The road to recovery is a bumpy ride, two former substance users explained during the first Recovery Speaker Smash hosted Dec. 5 by the Human Services Club in the student advocacy center.

“Change doesn’t come in the way you want it, but it does come if you work for it,” Michael “Mickey” Benitez, intake director and counselor at Nuhope, said to a crowd of about 50 students, staff and community members who are either already on or looking for a path to recovery.

Benitez has been sober for more than 22 years, but his journey to sobriety was anything but easy, he explained.

The tendencies to find an “escape” from his difficult early life are the ones he said led him to suffer from addiction.

He was 5 years old when his mother, who had been involved in the sex trade and was sold at 19 to Benitez’s father, abandoned him at a supermarket in Mexico.

A man found Benitez alone in the tandem bike section and recognized him because he had been working as the cashier when Benitez’s family walked into the store.

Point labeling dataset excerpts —
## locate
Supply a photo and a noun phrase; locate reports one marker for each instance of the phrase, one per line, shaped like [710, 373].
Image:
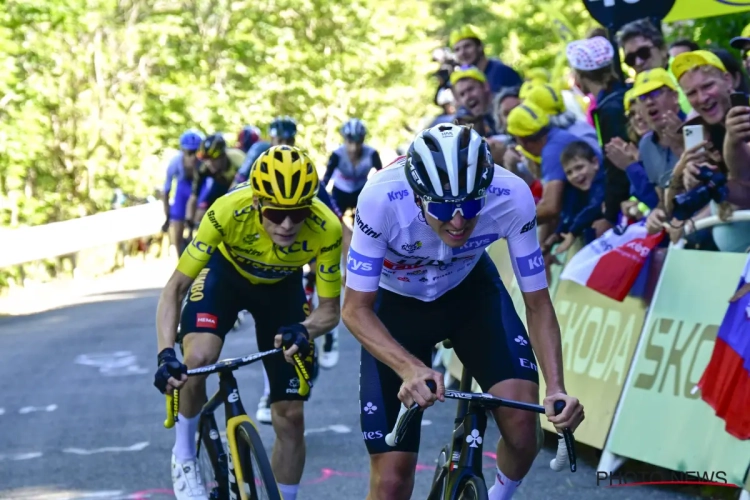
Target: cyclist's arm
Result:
[364, 264]
[377, 163]
[192, 261]
[333, 164]
[328, 280]
[528, 266]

EXERCISE DIRECTIONS — In the recovery event article, how long has Benitez been sober? None of the items are needed here.

COMPLETE RESPONSE — More than 22 years.